- What is being asked -
Write out again, unchanged, the records between the line holding "Localize shallow water." and the line holding "[104, 191, 175, 206]", inclusive, and nothing else.

- Dataset content -

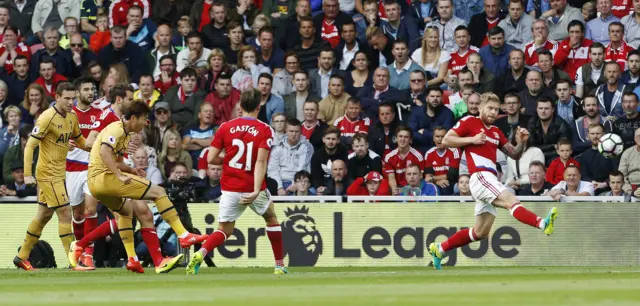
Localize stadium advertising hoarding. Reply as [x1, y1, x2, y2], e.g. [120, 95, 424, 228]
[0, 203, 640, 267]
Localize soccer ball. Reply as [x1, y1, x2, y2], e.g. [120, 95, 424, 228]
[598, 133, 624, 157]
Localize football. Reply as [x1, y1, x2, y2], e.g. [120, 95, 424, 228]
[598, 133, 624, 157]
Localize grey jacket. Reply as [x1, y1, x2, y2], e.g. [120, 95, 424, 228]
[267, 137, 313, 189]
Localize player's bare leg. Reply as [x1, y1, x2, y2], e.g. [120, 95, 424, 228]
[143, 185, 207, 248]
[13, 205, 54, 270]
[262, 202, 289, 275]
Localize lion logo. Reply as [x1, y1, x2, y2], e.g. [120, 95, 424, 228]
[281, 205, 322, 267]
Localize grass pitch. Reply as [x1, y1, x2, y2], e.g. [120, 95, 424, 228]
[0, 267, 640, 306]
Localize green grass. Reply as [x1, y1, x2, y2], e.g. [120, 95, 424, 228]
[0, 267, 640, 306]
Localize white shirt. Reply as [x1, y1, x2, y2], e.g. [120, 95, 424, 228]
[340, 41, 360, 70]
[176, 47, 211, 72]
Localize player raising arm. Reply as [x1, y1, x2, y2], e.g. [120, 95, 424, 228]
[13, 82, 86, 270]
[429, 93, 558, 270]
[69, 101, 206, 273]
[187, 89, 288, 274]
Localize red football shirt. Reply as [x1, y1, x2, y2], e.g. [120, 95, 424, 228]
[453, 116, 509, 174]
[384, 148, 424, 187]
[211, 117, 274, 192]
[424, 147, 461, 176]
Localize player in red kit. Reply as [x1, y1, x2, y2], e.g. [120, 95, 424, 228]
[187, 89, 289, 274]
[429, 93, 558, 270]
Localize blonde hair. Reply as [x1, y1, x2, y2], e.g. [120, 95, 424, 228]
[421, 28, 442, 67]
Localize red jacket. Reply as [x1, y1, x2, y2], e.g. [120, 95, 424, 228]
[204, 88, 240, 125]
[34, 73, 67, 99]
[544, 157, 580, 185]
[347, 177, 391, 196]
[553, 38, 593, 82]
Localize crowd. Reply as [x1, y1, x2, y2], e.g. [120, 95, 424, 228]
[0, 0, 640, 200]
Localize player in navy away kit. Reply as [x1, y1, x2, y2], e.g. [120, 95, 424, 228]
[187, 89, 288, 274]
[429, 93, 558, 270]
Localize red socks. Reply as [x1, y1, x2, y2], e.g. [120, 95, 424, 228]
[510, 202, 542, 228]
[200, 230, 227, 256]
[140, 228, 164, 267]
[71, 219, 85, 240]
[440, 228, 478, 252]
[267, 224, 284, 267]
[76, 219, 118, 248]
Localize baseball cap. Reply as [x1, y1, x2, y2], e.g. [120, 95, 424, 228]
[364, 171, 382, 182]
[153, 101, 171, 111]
==
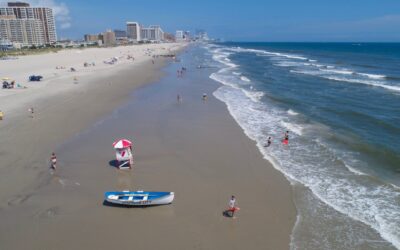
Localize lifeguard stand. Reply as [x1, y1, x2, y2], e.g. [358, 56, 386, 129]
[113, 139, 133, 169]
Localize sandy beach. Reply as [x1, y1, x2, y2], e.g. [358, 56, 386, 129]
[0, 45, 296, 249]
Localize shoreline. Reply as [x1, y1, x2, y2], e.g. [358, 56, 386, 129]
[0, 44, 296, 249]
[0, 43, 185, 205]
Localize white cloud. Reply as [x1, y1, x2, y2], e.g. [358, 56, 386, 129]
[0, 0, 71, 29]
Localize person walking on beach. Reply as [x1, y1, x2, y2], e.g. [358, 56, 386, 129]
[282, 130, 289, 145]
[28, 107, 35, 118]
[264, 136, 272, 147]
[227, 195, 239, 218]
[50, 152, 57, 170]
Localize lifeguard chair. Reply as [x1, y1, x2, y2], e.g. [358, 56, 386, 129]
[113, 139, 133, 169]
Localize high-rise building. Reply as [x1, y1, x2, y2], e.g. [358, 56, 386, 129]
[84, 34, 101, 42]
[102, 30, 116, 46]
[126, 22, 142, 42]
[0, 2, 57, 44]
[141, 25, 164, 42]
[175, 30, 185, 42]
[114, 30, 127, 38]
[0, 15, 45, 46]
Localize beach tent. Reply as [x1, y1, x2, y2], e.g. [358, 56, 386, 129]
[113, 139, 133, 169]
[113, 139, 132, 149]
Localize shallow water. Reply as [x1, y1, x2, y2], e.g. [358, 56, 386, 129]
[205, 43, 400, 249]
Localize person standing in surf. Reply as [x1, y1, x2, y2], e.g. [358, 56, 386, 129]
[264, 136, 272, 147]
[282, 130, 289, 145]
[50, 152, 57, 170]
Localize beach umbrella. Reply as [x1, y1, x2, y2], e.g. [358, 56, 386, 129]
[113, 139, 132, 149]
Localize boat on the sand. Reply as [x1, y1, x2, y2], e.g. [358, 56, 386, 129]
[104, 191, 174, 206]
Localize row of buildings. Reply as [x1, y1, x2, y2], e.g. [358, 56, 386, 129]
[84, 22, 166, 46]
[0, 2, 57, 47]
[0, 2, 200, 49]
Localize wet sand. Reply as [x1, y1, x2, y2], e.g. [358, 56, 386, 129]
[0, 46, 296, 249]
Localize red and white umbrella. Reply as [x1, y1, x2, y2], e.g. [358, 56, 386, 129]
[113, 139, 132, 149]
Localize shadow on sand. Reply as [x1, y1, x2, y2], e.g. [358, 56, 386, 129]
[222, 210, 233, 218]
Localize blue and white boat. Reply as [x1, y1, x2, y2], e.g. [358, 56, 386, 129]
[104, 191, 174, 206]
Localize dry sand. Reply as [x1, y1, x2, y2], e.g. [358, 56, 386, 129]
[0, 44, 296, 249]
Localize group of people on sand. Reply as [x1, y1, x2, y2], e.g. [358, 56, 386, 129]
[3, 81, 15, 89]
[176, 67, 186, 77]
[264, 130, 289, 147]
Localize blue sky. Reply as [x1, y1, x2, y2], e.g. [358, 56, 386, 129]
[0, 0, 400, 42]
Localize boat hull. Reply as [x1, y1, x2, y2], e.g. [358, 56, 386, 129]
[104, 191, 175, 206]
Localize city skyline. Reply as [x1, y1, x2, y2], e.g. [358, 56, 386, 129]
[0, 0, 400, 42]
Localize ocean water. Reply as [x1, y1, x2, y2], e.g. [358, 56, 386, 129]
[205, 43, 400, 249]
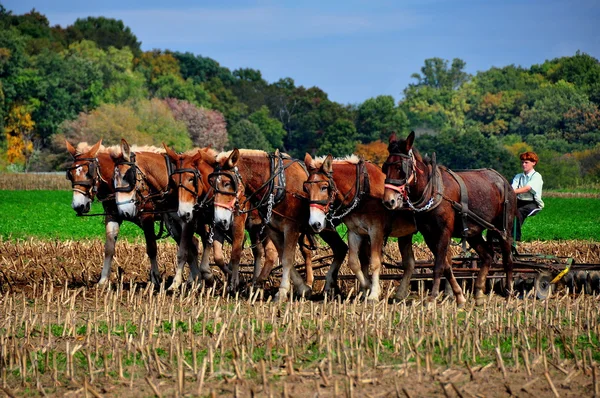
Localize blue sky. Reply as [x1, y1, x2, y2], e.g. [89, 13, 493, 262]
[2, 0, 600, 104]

- Result of this task -
Localize shallow water. Reply as [x1, y1, x2, y2], e.g. [358, 56, 386, 129]
[205, 43, 400, 249]
Localize person standing in surf. Reply as [x1, y1, x2, y2], e.g. [358, 56, 386, 129]
[264, 136, 272, 147]
[282, 130, 289, 145]
[50, 152, 57, 170]
Localize beach umbrella. Reply as [x1, y1, x2, y2], e.g. [358, 56, 386, 129]
[113, 139, 132, 149]
Localize boat on the sand. Reply as [x1, y1, x2, y2], e.g. [358, 56, 386, 129]
[104, 191, 174, 206]
Localize row of buildings. Reply as [x1, y1, x2, y2], e.g. [358, 56, 386, 129]
[84, 22, 166, 46]
[0, 2, 57, 47]
[0, 2, 200, 49]
Localize wet sand. Reply as [x1, y1, x2, y2], e.g. [358, 56, 386, 129]
[0, 46, 296, 249]
Localize red and white umbrella. Reply as [x1, y1, x2, y2], e.g. [358, 56, 386, 129]
[113, 139, 132, 149]
Localize shadow on sand. Reply as [x1, y1, x2, y2], e.g. [358, 56, 386, 129]
[222, 210, 233, 218]
Localize blue and white boat. Reply as [x1, y1, x2, y2], e.g. [358, 56, 386, 129]
[104, 191, 174, 206]
Localize dry sand. Reply as [x1, y1, x2, y2], e.g. [358, 56, 386, 129]
[0, 44, 296, 249]
Localize group of people on sand. Reply as [x1, y1, x2, y2], e.g. [358, 56, 386, 129]
[3, 81, 15, 89]
[176, 67, 186, 77]
[264, 130, 289, 147]
Localize blue sky. Reply as [x1, y1, x2, y2], e.g. [358, 56, 386, 129]
[0, 0, 400, 42]
Localize boat hull. Reply as [x1, y1, x2, y2], e.g. [358, 56, 386, 129]
[104, 191, 175, 206]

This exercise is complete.